[[ Selected extract, beginning ]]
According to Obrist, forest measurements are currently limited to polluted sites or short periods of time. “Our goal is to directly measure the uptake of atmospheric mercury at the two sites for one full year each, providing the first such records in forests,” he says.

Obrist-dons-safety-harness Image by Shiwei Sun/UML
Obrist dons a safety harness in preparation for climbing Harvard Forest’s 100-foot-tall monitoring tower.
Understanding the distribution of mercury is important because the heavy metal is a highly neurotoxic environmental pollutant that threatens fish, birds, mammals and humans worldwide. Hundreds of tons of it are released into the atmosphere each year by power plants through the burning of coal, as well as through mining activities and other industrial processes, and the pollutant is distributed across the globe. Airborne mercury eventually falls back to the ground, accumulating in soils, rivers, lakes and oceans.

“Human exposure to mercury is primarily driven by the consumption of fish containing high levels of methylmercury,” notes Obrist.

Methylmercury, which is very poisonous, forms when anaerobic bacteria add a carbon atom to mercury in the water, sediments and soils. It tends to bio-accumulate in the food web, ending up in fish and eventually contaminating wildlife and humans.

Exposure to high levels of methylmercury over long periods can have adverse effects on the body’s reproductive, immune, cardiovascular and neurological systems. Infants and young children can suffer from developmental disorders, reduced memory performance and increased risk of attention problems.

“The dataset we will obtain from this project will be used to better understand how mercury moves through trees, soil and the atmosphere,” says Obrist. “The knowledge gained will be useful for assessing the global distribution of mercury so that internationally recognized goals for reducing mercury pollution can be achieved.”

Mercury Hot Spots

Obrist says the densely forested regions of the northeastern United States are known hot spots of mercury deposition. “The tropics also show very high mercury deposition, probably because the regions’ vegetation pump remains active all year long. But nobody is measuring them directly – that is, until now,” he says.

The NSF project will study two contrasting ecosystems. The Harvard forest is an example of a temperate deciduous forest, where broadleaf trees like read oak and red maple shed their leaves every year, while the Soltis Center forest represents an evergreen subtropical rainforest, where many evergreen species like mulberry and mallows retain their leaves throughout the year.
[[ Selected extract, end ]]
[[ Data excerpts, beginning ]]
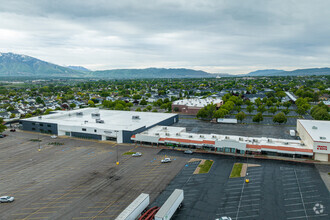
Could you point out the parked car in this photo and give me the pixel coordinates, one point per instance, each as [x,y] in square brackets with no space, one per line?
[188,152]
[137,154]
[166,160]
[6,199]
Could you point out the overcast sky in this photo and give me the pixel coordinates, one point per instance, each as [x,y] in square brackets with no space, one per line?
[234,36]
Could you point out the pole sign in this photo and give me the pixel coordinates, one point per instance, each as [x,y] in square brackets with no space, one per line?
[319,147]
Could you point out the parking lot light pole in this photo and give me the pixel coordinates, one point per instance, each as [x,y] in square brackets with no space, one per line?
[38,136]
[117,147]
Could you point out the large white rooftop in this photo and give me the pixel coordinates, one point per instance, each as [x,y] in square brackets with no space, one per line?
[200,103]
[113,120]
[180,133]
[318,130]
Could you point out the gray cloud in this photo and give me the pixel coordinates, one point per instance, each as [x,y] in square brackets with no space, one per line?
[212,35]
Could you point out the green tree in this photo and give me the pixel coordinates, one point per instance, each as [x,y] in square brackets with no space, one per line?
[321,114]
[269,103]
[10,108]
[28,115]
[258,117]
[280,118]
[39,100]
[149,108]
[91,103]
[2,128]
[136,96]
[143,102]
[73,105]
[240,116]
[272,110]
[287,104]
[201,113]
[119,106]
[261,109]
[286,111]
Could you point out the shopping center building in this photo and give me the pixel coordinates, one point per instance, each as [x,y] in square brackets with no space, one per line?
[309,146]
[94,123]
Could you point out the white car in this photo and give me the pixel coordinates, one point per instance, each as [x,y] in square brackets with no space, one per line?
[6,199]
[137,154]
[166,160]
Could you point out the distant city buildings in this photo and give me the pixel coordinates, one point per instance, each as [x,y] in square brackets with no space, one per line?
[192,106]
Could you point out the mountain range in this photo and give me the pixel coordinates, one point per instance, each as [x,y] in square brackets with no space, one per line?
[17,65]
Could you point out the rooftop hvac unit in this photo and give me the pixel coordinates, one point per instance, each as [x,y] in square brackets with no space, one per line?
[95,115]
[99,121]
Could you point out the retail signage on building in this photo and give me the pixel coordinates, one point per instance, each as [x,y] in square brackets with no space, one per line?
[319,147]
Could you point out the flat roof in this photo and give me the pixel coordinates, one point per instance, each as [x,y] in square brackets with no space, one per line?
[179,135]
[135,205]
[115,120]
[200,103]
[318,130]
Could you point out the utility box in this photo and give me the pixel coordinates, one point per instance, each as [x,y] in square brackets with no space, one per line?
[170,206]
[292,133]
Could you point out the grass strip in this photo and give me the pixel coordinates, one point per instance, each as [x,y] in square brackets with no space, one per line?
[129,153]
[236,171]
[205,168]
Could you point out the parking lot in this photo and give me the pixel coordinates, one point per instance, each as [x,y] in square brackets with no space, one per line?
[277,190]
[76,180]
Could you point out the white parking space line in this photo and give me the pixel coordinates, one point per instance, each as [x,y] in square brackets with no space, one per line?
[288,184]
[301,194]
[298,210]
[232,197]
[292,198]
[239,204]
[251,200]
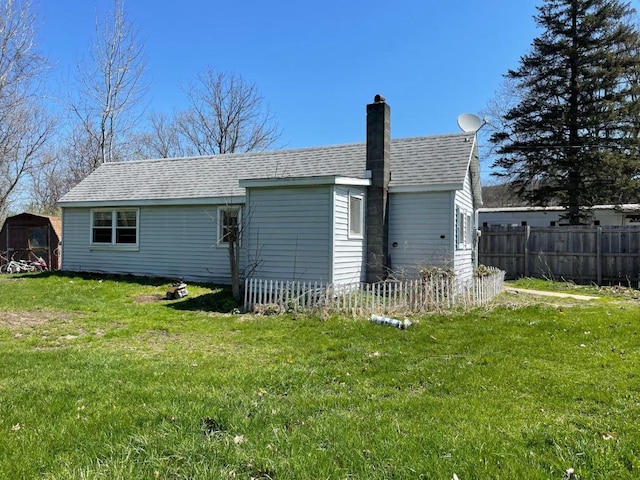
[[ Data excerpts, end ]]
• **Required work**
- a) Reproduce the passage on forest mercury from "Obrist-dons-safety-harness Image by" up to and including "100-foot-tall monitoring tower.".
- b) Continue the passage on forest mercury, starting right after its final sentence.

• **Task-by-task results**
- a)
Obrist-dons-safety-harness Image by Shiwei Sun/UML
Obrist dons a safety harness in preparation for climbing Harvard Forest’s 100-foot-tall monitoring tower.

- b)
Obrist-climbs-tower Image by Shiwei Sun/UML
Obrist inspects the instruments mounted on the tower, which will measure the forest’s uptake of atmospheric mercury.
Obrist, Commane and their students will measure the forests’ uptake of atmospheric mercury by installing atomic fluorescence analyzers and other automated sensors on existing large towers at various heights, from above the tree canopy down to near the forest floor. The researchers will download the data daily for analysis via the web.

“We will measure how the forests’ mercury deposition changes over seasons and across different forest types,” says Obrist. “Additional measurements of trace gases, including carbon dioxide, ozone, water vapor and carbonyl sulfide, will allow us to assess the mechanisms of mercury uptake by plants and underlying soils.”

Obrist is an expert in atmospheric cycling and biogeochemistry of mercury, and he has been studying this environmental hazard for over a decade.

For two years, beginning in fall 2014, Obrist led an international group to conduct the most comprehensive study to find the source of mercury pollution in the Arctic. The team’s findings, which were published in the journal Nature, showed that the absorption of mercury from the atmosphere by the tundra is shown to drive high loads of mercury in Arctic tundra soils. Mercury runoff from tundra soil then supplies 65 to 85 tons of the toxic heavy metal to Arctic lakes, rivers and the Arctic Ocean each year.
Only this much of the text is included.